→ **Task objective**
With pictures omitted, the line containing "vest for me and we're good" and all later lines of the records below are to be restated word for word.

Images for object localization
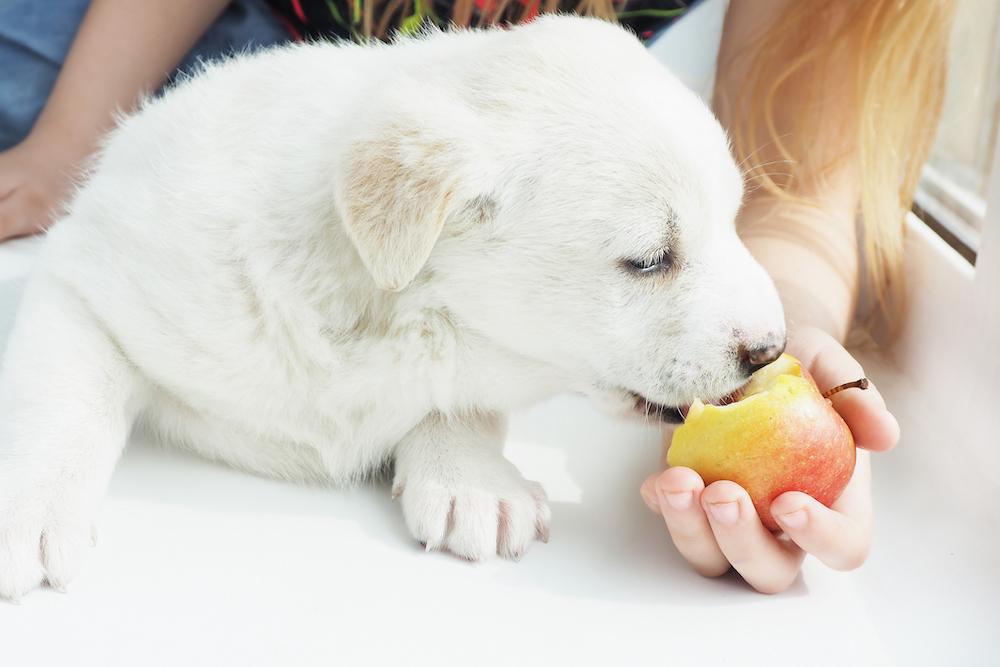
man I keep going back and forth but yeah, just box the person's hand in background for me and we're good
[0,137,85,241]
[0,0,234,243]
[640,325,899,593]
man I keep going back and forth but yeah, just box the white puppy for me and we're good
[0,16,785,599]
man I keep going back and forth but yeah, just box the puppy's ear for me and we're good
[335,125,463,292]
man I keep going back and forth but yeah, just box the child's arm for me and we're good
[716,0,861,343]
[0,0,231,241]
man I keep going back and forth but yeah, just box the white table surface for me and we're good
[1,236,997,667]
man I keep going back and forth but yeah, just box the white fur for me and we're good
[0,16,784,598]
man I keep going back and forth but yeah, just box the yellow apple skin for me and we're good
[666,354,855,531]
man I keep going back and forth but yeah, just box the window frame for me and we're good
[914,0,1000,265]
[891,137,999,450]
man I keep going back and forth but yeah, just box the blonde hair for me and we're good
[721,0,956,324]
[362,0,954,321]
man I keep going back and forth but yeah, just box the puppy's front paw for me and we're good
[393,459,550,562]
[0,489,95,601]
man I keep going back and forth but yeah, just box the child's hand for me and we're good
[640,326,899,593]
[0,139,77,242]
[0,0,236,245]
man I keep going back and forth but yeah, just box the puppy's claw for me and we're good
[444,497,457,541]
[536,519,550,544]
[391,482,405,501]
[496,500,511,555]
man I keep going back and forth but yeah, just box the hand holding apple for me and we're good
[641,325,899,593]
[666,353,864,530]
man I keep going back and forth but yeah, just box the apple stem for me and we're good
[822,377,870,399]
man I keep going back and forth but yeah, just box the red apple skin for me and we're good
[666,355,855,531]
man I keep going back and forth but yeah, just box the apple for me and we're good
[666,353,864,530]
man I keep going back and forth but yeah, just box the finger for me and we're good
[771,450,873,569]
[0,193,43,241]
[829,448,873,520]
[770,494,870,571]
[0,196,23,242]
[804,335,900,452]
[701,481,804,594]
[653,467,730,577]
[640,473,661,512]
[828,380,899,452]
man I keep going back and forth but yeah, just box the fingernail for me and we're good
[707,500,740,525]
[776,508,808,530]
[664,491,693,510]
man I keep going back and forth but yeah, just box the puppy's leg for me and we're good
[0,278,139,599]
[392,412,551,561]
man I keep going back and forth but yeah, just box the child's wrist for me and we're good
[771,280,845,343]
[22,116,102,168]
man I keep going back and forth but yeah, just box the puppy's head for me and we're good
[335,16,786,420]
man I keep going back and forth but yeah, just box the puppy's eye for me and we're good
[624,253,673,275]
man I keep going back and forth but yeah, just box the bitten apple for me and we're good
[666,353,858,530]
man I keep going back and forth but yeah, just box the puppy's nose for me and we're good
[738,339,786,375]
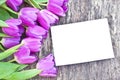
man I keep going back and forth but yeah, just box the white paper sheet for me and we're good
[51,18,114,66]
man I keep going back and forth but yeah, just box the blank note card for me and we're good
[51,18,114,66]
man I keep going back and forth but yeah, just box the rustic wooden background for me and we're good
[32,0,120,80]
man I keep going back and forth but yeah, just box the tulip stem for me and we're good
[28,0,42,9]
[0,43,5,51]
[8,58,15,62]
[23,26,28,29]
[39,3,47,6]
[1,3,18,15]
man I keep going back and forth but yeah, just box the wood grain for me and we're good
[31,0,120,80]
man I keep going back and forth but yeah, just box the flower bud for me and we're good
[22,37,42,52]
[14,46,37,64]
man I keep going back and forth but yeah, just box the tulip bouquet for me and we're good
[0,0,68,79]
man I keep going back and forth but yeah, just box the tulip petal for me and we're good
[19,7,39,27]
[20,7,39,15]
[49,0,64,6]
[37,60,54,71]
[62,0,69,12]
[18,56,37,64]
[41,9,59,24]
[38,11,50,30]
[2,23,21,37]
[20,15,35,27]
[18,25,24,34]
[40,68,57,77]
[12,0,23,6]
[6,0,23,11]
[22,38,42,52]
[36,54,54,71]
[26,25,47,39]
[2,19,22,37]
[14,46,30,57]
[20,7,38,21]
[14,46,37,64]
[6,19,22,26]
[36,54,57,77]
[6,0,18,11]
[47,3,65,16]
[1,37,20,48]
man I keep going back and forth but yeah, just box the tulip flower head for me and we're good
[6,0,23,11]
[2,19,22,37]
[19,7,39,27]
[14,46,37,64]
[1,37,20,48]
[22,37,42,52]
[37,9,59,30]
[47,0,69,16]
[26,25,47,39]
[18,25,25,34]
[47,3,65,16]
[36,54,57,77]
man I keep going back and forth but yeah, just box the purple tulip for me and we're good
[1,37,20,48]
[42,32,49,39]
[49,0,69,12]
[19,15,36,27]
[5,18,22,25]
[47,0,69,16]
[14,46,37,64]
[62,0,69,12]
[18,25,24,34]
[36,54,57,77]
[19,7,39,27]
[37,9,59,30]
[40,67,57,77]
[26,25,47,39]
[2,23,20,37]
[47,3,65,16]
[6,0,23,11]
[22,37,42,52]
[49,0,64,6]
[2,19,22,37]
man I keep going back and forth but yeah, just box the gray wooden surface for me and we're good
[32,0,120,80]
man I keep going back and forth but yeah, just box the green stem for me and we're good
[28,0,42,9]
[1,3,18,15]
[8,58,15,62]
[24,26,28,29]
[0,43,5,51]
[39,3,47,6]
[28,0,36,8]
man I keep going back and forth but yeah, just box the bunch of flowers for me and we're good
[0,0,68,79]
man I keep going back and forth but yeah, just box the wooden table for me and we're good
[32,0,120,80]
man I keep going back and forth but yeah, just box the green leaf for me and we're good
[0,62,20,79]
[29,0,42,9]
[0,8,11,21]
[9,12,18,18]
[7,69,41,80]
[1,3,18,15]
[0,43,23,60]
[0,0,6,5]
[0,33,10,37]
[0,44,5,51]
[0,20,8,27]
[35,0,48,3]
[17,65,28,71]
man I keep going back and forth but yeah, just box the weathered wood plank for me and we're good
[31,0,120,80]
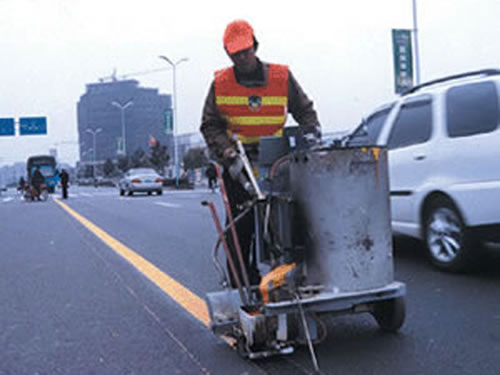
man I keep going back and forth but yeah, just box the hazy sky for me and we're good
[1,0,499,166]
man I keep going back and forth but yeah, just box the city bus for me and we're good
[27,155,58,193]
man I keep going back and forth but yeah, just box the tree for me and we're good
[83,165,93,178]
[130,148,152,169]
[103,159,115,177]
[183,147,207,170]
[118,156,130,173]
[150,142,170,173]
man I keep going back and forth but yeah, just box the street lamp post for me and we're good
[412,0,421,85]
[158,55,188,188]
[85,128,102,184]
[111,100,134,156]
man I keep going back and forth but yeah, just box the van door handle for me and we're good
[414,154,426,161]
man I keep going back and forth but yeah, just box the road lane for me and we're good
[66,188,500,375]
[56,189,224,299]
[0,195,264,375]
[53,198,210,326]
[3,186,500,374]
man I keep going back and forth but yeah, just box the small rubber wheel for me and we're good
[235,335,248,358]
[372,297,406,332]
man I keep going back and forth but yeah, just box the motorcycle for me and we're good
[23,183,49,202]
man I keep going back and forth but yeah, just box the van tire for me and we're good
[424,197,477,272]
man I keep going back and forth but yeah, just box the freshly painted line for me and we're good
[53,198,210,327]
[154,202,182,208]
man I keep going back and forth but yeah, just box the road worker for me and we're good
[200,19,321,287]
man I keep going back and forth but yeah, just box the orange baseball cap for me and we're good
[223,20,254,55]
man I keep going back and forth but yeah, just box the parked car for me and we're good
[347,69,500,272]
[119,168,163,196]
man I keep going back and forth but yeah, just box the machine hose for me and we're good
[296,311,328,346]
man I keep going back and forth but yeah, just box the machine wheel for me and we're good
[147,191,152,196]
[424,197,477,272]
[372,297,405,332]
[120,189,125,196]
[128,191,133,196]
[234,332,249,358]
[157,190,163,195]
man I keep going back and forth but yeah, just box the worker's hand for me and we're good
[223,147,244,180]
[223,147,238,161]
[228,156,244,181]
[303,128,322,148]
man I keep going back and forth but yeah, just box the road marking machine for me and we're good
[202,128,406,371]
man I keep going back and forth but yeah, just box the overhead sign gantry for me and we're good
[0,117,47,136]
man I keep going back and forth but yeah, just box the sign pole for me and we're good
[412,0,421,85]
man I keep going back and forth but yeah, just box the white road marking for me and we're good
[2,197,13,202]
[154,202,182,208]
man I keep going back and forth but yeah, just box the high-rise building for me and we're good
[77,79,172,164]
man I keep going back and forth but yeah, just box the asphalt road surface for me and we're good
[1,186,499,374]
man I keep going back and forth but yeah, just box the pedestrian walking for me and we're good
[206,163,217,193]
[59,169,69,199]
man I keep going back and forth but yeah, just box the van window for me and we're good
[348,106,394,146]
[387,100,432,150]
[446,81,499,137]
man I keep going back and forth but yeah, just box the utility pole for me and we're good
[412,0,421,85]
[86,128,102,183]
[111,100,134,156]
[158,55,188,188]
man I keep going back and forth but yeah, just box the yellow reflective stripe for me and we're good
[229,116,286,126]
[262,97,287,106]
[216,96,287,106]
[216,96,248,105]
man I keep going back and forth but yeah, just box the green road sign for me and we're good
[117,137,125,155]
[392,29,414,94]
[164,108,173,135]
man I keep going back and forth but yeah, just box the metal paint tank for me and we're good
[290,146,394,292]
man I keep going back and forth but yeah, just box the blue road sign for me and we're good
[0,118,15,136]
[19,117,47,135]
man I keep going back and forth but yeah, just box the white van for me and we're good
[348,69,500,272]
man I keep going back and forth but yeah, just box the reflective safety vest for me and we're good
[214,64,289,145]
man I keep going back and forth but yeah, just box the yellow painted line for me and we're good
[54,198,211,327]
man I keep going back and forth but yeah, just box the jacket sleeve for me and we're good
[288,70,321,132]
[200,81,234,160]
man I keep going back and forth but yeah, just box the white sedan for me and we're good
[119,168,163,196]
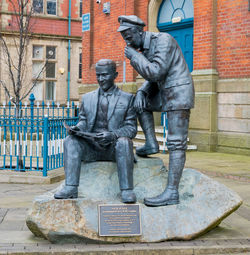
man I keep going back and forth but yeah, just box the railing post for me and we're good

→ **Result of the task**
man I keep going back and forth but yeah, just box the reflective safety vest for me and we're good
[214,64,289,145]
man I keep going back and forth but yeah, just box the yellow painted line for me and we're good
[54,198,211,327]
man I keep going back and forth but yeah, just box the jacket sleeve for me and we're good
[288,70,321,132]
[200,81,234,160]
man I keep going back and forth but yeah, just box the white sedan for me and we're good
[119,168,163,196]
man I keep going back and forth but yeah, just box the railing post for me and we're good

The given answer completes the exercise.